[start of Information given]

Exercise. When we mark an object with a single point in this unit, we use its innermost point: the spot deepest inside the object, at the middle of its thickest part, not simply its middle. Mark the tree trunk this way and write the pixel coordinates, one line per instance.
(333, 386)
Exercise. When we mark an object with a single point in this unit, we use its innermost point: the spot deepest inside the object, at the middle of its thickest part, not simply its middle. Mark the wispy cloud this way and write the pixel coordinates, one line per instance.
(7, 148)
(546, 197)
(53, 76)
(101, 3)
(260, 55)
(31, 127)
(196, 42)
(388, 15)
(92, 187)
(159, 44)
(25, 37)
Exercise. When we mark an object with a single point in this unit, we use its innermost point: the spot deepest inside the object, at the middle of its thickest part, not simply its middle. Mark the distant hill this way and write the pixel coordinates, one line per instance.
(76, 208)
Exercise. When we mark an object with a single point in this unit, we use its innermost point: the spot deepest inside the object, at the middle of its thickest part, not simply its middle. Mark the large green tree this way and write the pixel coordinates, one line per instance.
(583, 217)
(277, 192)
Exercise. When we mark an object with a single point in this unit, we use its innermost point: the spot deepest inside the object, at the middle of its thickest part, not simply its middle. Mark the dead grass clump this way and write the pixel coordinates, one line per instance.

[end of Information given]

■ **Challenge**:
Could you reproduce every line above word for word, from the first one through the last?

■ **Response for this exercise**:
Exercise. When we mark an object with a single point in this unit, we use its innermost point: the spot deepest inside the object, at the middle of its thickest part, not simply its middle. Mark the tree trunk this way and write the pixel coordinates, one line per instance.
(333, 386)
Exercise. When we mark an object with a single point in this unit, we use its innermost point: the spot deepest inside the object, at the middle of its thickest part, not simply its middle. Mark the wispy cloud this way and write the pixel coordinates, one line per instance.
(7, 148)
(546, 197)
(53, 76)
(101, 3)
(260, 55)
(31, 127)
(196, 42)
(388, 15)
(92, 187)
(159, 44)
(25, 37)
Exercise. When we mark an object with a single point in this unit, we use its innermost point: the spot deepest inside the object, at the middle of its thickest part, not simply its middle. Mark the distant hill this way and write the pixel coordinates, one line per instance.
(76, 208)
Exercise. When we mark an object with a single point in this unit, we use its innermost point: the spot deepest inside the object, at the middle of its thickest part, not simply its middle. Mark the large green tree this way and write the pixel coordinates, one line per instance.
(583, 217)
(277, 192)
Exercise. When we mark an object with a single point in this unit, we use its innermost point: the spot deepest inside the object, at the middle of its thickest part, not simply its middle. Mark the dead grass clump this way and write the pixel coordinates, one line per instance.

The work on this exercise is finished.